[Yapılacak İş]
Suriye'deki iç savaşı ve Türkiye'nin bu savaştaki yerini ele alan metni, son cümlesinin ardından sürdürün.

[Kaynaktan Alıntı]
▼

ROBOSKİ GİBİ
REYHANLI DA KİRLİ SAVAŞ ZAİYATI SAYILDI
Suriye
emperyalist kapitalist ülkelerin ve buna bir alt perdeden bölgesel güç
merkezleri olarak dahil olan Türkiye ve İran’ın hegemonya ve güç
mücadelelerinin öne çıkan sahası durumunda.
Suriye’deki iç
savaş çıkar ve çelişkileriyle karşıtlaşan emperyalist-kapitalist devletlerin,
bölgesel tekelci kapitalist devletlerin ve bölgesel fay hattının harekete
geçmesiyle oyunu bölgesel düzeyde etkileme gücüne sahip olan yerel güçlerin
yaşanan güç ve hegemonya mücadelesinin bir sonucu olarak yaşanmaktadır.
Türkiye
Suriye’de gerici iç savaşın örgütleyicilerinden biri, paramiliter güçlerin
kontrgerilla faaliyetlerinin merkezi konumundadır.

▲

[Veriler]
▼

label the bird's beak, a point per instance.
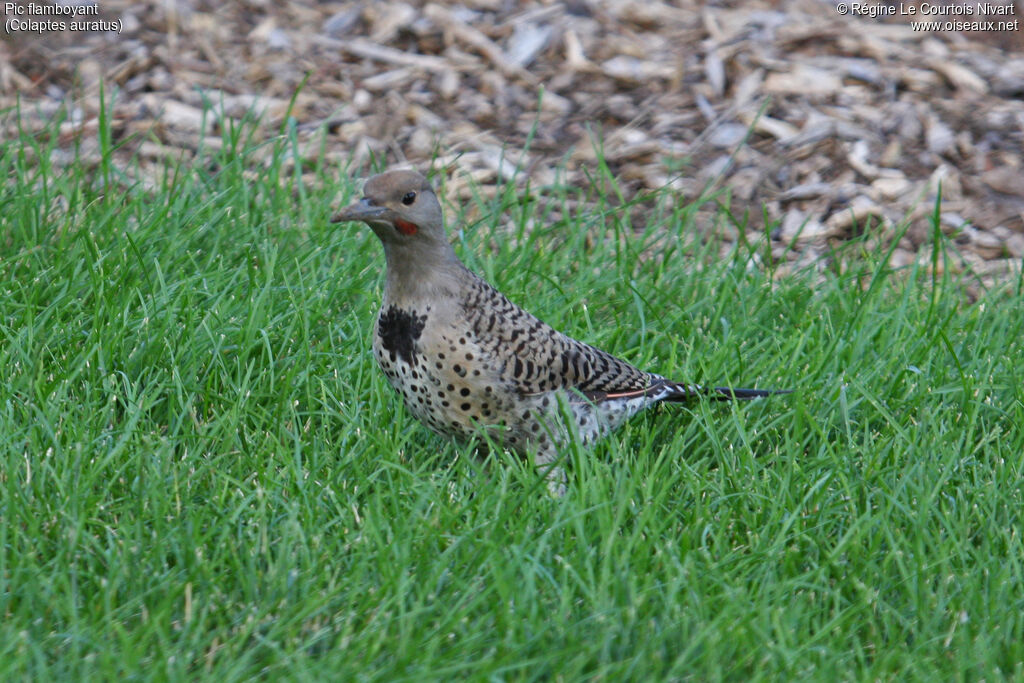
(361, 210)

▲

[Alıştırma Sonucu]
ANTAKYA…
Ortadoğu
coğrafyasının hemen hemen tüm renklerini içinde barındıran, farklı etnik,
dinsel ve mezhepsel kimliklerin bir arada yaşadığı, bir kent Antakya.
Ve aynı zamanda
Ortadoğu’da Suriye kriziyle birlikte yükselen gerilimin de bir parçası.
Suriye’deki iç
savaşın taraflarından biri olan Özgür Suriye Ordusu isimli paramiliter silahlı
çetelerin saldırı ve lojistik üssü.
Suriye’de gerici
iç savaşın tarafları eliyle sürdürülen, örtülü bir emperyalist kapitalist savaş
yaşanıyor.
Ve Türkiye’nin
bölgesel güç olma politikasının bir sonucu olarak bu savaş başta Antakya olmak
üzere sınır kentlerini de doğrudan etkisi altında almış durumda.
Bunun bedeli,
Antep’te, Akçakale’de Cilvegözü’nde ve en son Reyhanlı’da dökülen kan ve
paramparça olan canlar oldu.
Yaşanan açık
söyleyelim örtülü bir savaştır.
Antakya halkı
fiili bir savaş sürecinin içinde yarın ne olacağından kaygılı bir biçimde
yaşamını sürdürmeye çalışıyor.
Reyhanlı’daki
katliama kadar bu savaşın bir tarafı, parçası olmak istemediğini haykırsa da
savaş karşıtı hareketin cılızlığıyla birlikte sesini duyuramadı.
Ve katliam göz
göre göre geldi.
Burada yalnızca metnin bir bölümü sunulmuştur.